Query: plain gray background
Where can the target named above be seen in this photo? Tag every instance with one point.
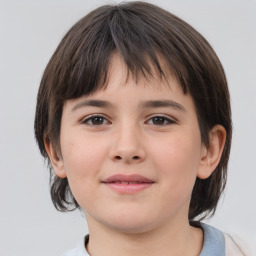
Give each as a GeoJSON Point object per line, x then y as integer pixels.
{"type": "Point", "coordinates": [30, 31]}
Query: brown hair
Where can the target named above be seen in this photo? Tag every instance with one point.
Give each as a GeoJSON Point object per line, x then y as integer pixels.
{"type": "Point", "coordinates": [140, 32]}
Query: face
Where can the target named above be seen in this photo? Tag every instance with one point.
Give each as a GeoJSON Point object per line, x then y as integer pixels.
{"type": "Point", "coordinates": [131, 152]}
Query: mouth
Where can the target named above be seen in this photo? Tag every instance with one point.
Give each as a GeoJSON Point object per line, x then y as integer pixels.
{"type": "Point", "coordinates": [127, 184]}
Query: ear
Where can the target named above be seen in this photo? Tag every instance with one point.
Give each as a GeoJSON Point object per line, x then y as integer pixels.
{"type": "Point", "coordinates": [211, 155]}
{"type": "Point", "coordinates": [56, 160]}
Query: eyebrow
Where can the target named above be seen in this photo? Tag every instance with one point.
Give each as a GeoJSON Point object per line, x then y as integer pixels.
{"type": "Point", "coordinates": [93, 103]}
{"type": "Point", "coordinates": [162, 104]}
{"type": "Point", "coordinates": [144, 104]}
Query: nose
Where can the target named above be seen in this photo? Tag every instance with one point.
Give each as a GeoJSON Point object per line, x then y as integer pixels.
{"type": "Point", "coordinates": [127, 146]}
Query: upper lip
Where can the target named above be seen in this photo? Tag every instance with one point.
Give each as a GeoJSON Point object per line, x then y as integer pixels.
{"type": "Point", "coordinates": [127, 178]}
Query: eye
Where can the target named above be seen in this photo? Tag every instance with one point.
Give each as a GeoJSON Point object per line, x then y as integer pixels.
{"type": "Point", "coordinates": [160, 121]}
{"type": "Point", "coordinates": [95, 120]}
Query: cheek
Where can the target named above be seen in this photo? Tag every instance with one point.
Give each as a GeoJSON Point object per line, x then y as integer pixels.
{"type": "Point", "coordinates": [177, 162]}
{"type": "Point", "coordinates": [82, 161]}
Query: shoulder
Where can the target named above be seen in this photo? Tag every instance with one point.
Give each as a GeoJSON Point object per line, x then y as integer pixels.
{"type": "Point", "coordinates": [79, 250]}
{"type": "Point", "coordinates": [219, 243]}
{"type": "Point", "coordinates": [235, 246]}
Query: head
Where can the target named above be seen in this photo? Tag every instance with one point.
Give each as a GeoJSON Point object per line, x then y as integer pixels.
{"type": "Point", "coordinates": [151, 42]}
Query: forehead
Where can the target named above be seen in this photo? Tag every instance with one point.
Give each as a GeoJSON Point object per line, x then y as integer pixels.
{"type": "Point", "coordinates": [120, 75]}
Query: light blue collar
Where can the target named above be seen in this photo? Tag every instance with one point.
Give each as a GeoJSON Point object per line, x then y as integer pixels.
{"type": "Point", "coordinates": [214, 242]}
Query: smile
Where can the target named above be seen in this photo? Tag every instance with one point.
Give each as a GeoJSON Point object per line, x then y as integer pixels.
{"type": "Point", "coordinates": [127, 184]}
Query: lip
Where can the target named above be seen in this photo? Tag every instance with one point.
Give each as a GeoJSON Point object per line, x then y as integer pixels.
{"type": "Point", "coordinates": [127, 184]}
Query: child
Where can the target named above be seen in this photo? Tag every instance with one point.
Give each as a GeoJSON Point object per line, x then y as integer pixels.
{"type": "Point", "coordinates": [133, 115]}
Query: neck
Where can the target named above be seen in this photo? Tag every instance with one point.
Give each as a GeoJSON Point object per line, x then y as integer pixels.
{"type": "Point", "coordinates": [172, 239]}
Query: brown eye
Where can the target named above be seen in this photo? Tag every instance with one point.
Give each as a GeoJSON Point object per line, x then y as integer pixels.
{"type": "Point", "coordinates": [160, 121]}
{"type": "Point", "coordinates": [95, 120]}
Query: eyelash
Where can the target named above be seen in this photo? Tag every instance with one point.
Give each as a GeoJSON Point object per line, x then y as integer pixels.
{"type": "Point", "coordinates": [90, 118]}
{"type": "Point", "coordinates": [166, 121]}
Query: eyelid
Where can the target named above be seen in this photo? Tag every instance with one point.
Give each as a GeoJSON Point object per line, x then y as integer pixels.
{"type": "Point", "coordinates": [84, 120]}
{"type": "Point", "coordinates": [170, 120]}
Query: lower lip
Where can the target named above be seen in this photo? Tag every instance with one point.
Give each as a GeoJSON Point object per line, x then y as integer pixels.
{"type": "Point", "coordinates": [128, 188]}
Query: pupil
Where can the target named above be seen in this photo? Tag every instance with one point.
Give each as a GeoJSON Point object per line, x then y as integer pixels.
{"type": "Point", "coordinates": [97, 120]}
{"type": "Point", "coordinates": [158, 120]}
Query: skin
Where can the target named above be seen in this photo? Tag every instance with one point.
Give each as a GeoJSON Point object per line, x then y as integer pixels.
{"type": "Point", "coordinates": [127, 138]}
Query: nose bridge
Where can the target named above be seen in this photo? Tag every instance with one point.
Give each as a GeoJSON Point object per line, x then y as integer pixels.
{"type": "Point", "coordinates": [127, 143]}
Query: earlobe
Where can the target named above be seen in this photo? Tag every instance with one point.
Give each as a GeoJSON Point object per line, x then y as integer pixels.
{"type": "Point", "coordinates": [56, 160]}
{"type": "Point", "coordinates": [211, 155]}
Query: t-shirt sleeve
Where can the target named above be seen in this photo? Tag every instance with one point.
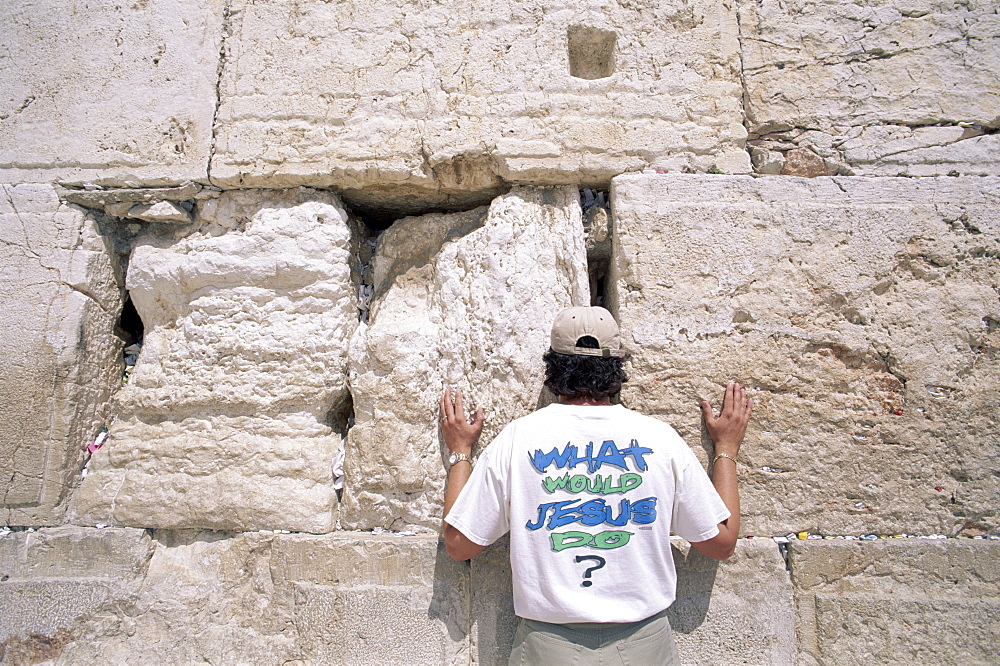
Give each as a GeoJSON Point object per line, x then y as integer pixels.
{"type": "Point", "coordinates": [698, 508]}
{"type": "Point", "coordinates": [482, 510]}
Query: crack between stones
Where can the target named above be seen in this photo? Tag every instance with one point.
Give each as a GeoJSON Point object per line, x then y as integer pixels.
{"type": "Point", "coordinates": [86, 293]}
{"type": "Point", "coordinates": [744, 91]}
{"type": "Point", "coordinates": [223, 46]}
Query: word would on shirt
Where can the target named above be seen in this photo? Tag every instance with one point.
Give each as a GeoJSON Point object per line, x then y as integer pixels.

*About this task:*
Leaving the images out, print the records above exactly.

*Task solution:*
Query: plain gray background
Where can the target named above be seen in this photo? Tag every instance with one point.
Give each as a GeoJSON Point object per line, x then y as integer pixels.
{"type": "Point", "coordinates": [30, 31]}
Query: brown hair
Where can the target named above be seen in this photo? Tag every instance with one point.
Give each as a GeoJSON Point object per line, x then y as integer pixels.
{"type": "Point", "coordinates": [140, 32]}
Query: face
Where can the target named above be seen in this photo? Tag every instance with one point.
Give each as a GeoJSON Point object per line, x then y as integer pixels.
{"type": "Point", "coordinates": [131, 152]}
Query: mouth
Where can the target named above be seen in this photo? Tag every instance with one point.
Give each as a GeoJSON Point object per line, x then y as integer pixels.
{"type": "Point", "coordinates": [127, 184]}
Query: ear
Where can the target named above be seen in this photo? Tag every instance with one point.
Give each as a GeoJSON Point object per line, x then y as integer pixels.
{"type": "Point", "coordinates": [211, 155]}
{"type": "Point", "coordinates": [56, 160]}
Query: eyebrow
Where can the target named above be seen in this photo? Tag every instance with one point.
Give each as a GeoJSON Point object per line, x then y as integer pixels.
{"type": "Point", "coordinates": [93, 103]}
{"type": "Point", "coordinates": [162, 104]}
{"type": "Point", "coordinates": [144, 104]}
Query: nose
Where can the target named above be seen in this photo? Tag every instance with one point.
Give each as a GeoJSON Point object per line, x then y as integer pixels.
{"type": "Point", "coordinates": [127, 146]}
Query: upper lip
Where can the target named above be seen in this photo? Tag every instance with one point.
Give each as a GeoJSON Point object per line, x then y as integer pixels.
{"type": "Point", "coordinates": [127, 178]}
Query: eye
Where can the target named above be seen in this photo? Tag every instance with one point.
Give each as a GeoJSON Point object per line, x then y as integer pixels.
{"type": "Point", "coordinates": [160, 121]}
{"type": "Point", "coordinates": [95, 120]}
Query: cheek
Where can the target named above be seen in this photo? Tag every instance with one point.
Give each as a GeoJSON Point object per line, x then y as integer pixels.
{"type": "Point", "coordinates": [177, 162]}
{"type": "Point", "coordinates": [82, 161]}
Query: shoulder
Where can the target named above be seen in this photo? Tag every instance with one point.
Give each as a GeoJSON Point object per line, x then y as integer pixels.
{"type": "Point", "coordinates": [79, 250]}
{"type": "Point", "coordinates": [219, 243]}
{"type": "Point", "coordinates": [235, 246]}
Query: head
Where can the target named above be seen in this photo? Tag every instance with one point.
Give each as a GeoJSON Point object per line, x then y as integer pixels.
{"type": "Point", "coordinates": [151, 42]}
Query: forehead
Where can the target named above be seen in this photo? Tag every instance with one point.
Give each as a GeoJSON Point object per line, x then y as integer pixels.
{"type": "Point", "coordinates": [120, 75]}
Query: light blue collar
Where can the target named above be seen in this photo? Tag every instance with one point.
Give each as a GeoJSON Point object per line, x then y as integer pixels.
{"type": "Point", "coordinates": [214, 242]}
Query: smile
Where can the target named above be seen in this photo? Tag every instance with one point.
Give each as a GeoJSON Point object per line, x then y as integer pixels.
{"type": "Point", "coordinates": [127, 184]}
Query: lip
Where can the target named above be seen in this photo? Tag every instance with one point.
Give each as a GeoJSON Point object per line, x then y as integer pixels.
{"type": "Point", "coordinates": [127, 184]}
Query: child
Where can the target named above be seen in this photo? Tag every instance with one point.
Give each as a GeoJSON Point object per line, x then y as integer pixels.
{"type": "Point", "coordinates": [133, 115]}
Query: neck
Where can the target named above be seen in this photo? Tag every instance with one point.
Give each as a GeoJSON Point object per line, x then y as integer pixels.
{"type": "Point", "coordinates": [172, 239]}
Query: brown eye
Where can the target named above be seen in this photo? Tag every instance with one point.
Give each as a GeoJSON Point object per line, x then y as integer pixels.
{"type": "Point", "coordinates": [160, 121]}
{"type": "Point", "coordinates": [95, 120]}
Query: eyelash
Where can the target named above be seen in this photo? Tag every instance with one point.
Give each as a GeoJSON Point object per line, x then y as integer pixels.
{"type": "Point", "coordinates": [90, 118]}
{"type": "Point", "coordinates": [166, 121]}
Query: eyelid
Where can the target named above be seen in this photo? Tag every instance with one point.
Give each as a GeoJSON Point object per line, x then y as integer pixels.
{"type": "Point", "coordinates": [84, 120]}
{"type": "Point", "coordinates": [170, 120]}
Query: lower lip
Where can the target named above be seen in this photo? Tag every instance with one point.
Give each as a GeoJSON Point object per line, x then y as integer pixels.
{"type": "Point", "coordinates": [128, 188]}
Query: pupil
Where can the target named above be seen in this photo? Tag every instance with one point.
Give each as a GeoJSON Point object per line, x then y as integer pixels.
{"type": "Point", "coordinates": [97, 120]}
{"type": "Point", "coordinates": [158, 120]}
Query: skin
Where can the target named above be seen in this photo? Tag every instance with one point.
Give each as a GeoJSON Point object per line, x then y as integer pixels.
{"type": "Point", "coordinates": [127, 138]}
Query: nose bridge
Where can the target named above be seen in this photo? Tag every instance with one point.
Give each as a GeoJSON Point object per line, x then y as integer pixels.
{"type": "Point", "coordinates": [127, 143]}
Query: earlobe
Where can the target named above be seen in this photo? Tag every instance with one point.
Give each as a GeoJSON Point object per line, x then y as integer pixels.
{"type": "Point", "coordinates": [56, 160]}
{"type": "Point", "coordinates": [211, 155]}
Query: t-shirt sleeve
Where can the target named above be seen in this photo? Tag every instance with one point.
Give each as a GeoJSON Point object per line, x then y as integer pixels.
{"type": "Point", "coordinates": [698, 508]}
{"type": "Point", "coordinates": [482, 510]}
Query: crack between stones
Where can the target named above be seen in this photo? Tag every instance with one point.
Give each as a GeoJSON Point object per line, x then y as integer pixels.
{"type": "Point", "coordinates": [86, 293]}
{"type": "Point", "coordinates": [744, 91]}
{"type": "Point", "coordinates": [223, 46]}
Query: word would on shirt
Where can the target named above be seen in this photo? Tag every instance with one point.
Give each as a GeoJSON Point object per line, x then y as integer pixels.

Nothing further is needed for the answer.